Extract provided:
In fact, one of the most interesting points of the conference was the reaction of lawyers, judges, and law professors and students—meeting with theologians and parish clergy—to dialectical theology.

The conference, sponsored by the United Student Christian Council and the Faculty Christian Fellowship of the National Council of Churches, brought together 120 registered participants from 30 states, along with numerous visitors, and consisted of three “dialogues,” three “sub-conferences,” more than a dozen seminar sessions, worship services led by conference chaplain Professor A. T. Mollegen of the Episcopal Theological Seminary, Alexandria, Virginia, and daily Bible study conducted by Professor Barth.

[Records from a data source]
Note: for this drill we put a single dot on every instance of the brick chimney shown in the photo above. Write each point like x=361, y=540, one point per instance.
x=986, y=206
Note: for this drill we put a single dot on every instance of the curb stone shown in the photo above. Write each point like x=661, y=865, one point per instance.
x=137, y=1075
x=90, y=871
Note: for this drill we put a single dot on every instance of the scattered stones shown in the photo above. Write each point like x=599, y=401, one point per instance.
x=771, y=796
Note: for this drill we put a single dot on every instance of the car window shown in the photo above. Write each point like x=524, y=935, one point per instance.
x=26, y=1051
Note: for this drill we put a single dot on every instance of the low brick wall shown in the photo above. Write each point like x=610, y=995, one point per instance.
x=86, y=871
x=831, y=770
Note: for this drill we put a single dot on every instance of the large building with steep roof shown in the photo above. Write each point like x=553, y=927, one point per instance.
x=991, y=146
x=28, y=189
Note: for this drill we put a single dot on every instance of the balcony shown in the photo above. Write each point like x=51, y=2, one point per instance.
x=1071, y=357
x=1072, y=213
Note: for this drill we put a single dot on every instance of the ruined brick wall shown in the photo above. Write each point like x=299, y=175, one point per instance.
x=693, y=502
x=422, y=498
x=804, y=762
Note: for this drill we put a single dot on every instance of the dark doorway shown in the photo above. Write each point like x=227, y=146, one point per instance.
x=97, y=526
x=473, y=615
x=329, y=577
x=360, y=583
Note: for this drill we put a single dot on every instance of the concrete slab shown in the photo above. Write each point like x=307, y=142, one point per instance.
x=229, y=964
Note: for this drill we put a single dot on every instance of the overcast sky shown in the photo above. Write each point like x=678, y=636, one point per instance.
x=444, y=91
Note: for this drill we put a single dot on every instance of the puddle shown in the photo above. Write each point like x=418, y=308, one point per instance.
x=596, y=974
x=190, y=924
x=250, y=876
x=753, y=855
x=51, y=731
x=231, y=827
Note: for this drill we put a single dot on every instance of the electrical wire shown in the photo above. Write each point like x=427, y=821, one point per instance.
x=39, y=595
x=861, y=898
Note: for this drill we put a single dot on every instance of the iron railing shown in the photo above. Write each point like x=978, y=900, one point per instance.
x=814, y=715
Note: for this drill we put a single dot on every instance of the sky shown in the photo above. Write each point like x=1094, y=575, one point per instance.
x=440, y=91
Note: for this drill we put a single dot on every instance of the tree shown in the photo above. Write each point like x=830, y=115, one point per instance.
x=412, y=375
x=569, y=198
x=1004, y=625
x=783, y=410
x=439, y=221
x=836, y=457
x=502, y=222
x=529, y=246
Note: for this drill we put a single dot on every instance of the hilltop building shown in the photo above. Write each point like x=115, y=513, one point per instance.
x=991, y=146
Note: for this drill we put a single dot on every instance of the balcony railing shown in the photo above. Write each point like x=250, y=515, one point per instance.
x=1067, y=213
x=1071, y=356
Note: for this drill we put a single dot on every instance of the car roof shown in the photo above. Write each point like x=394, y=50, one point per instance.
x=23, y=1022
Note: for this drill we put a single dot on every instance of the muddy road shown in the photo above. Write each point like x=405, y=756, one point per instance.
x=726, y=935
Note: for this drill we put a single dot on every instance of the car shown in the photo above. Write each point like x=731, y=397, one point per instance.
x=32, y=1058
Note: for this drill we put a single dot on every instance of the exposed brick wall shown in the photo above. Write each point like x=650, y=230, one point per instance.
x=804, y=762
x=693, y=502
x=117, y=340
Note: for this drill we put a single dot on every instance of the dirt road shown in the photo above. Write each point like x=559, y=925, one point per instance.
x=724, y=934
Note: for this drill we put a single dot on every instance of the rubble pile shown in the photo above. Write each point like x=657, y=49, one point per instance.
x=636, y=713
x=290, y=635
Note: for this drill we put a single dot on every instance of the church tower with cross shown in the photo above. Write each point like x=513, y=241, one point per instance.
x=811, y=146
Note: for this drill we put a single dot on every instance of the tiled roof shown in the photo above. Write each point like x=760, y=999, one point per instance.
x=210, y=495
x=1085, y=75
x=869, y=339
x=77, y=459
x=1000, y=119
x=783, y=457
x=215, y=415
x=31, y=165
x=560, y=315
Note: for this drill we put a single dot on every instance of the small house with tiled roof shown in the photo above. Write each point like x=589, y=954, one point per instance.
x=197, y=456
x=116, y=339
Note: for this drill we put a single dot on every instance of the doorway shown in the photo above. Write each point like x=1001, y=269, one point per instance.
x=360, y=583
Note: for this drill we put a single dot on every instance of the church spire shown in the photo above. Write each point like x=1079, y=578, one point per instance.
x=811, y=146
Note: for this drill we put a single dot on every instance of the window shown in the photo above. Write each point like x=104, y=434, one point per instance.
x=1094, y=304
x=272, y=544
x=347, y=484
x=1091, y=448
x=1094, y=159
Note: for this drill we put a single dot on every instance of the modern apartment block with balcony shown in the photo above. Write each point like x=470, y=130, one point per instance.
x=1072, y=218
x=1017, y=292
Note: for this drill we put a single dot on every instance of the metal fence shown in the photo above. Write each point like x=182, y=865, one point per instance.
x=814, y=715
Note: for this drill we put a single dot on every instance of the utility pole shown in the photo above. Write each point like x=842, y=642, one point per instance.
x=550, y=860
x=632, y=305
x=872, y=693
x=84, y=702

Work instructions:
a: Summarize the conference extract in two sentences.
b: List every kind of session or activity that the conference extract says the conference consisted of.
c: Quote the conference extract word for word, from "In fact, one" down to "clergy—to dialectical theology.".

Expected responses:
a: A conference sponsored by the United Student Christian Council and the Faculty Christian Fellowship of the National Council of Churches brought together 120 registered participants from 30 states, along with numerous visitors. It consisted of dialogues, sub-conferences, seminar sessions, worship services, and daily Bible study conducted by Professor Barth, and one of its most interesting points was the reaction of lawyers, judges, and law professors and students, meeting with theologians and parish clergy, to dialectical theology.

b:
- Three "dialogues"
- Three "sub-conferences"
- More than a dozen seminar sessions
- Worship services led by conference chaplain Professor A. T. Mollegen
- Daily Bible study conducted by Professor Barth

c:
In fact, one of the most interesting points of the conference was the reaction of lawyers, judges, and law professors and students—meeting with theologians and parish clergy—to dialectical theology.